**Exercise goal**
Copy the records below word for word, all of them, but leave the pictures out of your answer.
== Working data ==
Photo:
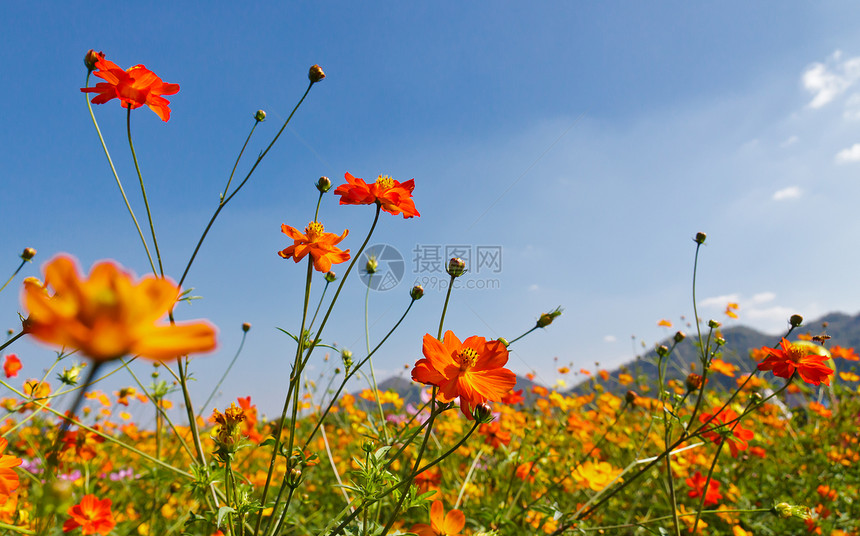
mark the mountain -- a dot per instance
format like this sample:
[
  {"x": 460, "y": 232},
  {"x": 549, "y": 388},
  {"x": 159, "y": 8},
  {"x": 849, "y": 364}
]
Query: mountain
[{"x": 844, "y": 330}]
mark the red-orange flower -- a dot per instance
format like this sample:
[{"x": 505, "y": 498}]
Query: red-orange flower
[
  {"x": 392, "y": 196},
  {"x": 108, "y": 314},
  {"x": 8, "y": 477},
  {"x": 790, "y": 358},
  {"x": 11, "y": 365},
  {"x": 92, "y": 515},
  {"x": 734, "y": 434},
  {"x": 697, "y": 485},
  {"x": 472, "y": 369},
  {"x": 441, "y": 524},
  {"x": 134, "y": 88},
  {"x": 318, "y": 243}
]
===
**Finished answer**
Photo:
mark the mountain -- a dot per instance
format like this sample:
[
  {"x": 460, "y": 232},
  {"x": 549, "y": 388},
  {"x": 159, "y": 8},
  {"x": 849, "y": 364}
]
Query: mountain
[{"x": 844, "y": 330}]
mark the red-orange flower -- a dot per instance
format like this sample:
[{"x": 505, "y": 498}]
Query: red-orange flower
[
  {"x": 392, "y": 196},
  {"x": 108, "y": 314},
  {"x": 8, "y": 477},
  {"x": 790, "y": 358},
  {"x": 11, "y": 365},
  {"x": 92, "y": 515},
  {"x": 734, "y": 434},
  {"x": 697, "y": 485},
  {"x": 472, "y": 369},
  {"x": 441, "y": 524},
  {"x": 134, "y": 88},
  {"x": 318, "y": 243}
]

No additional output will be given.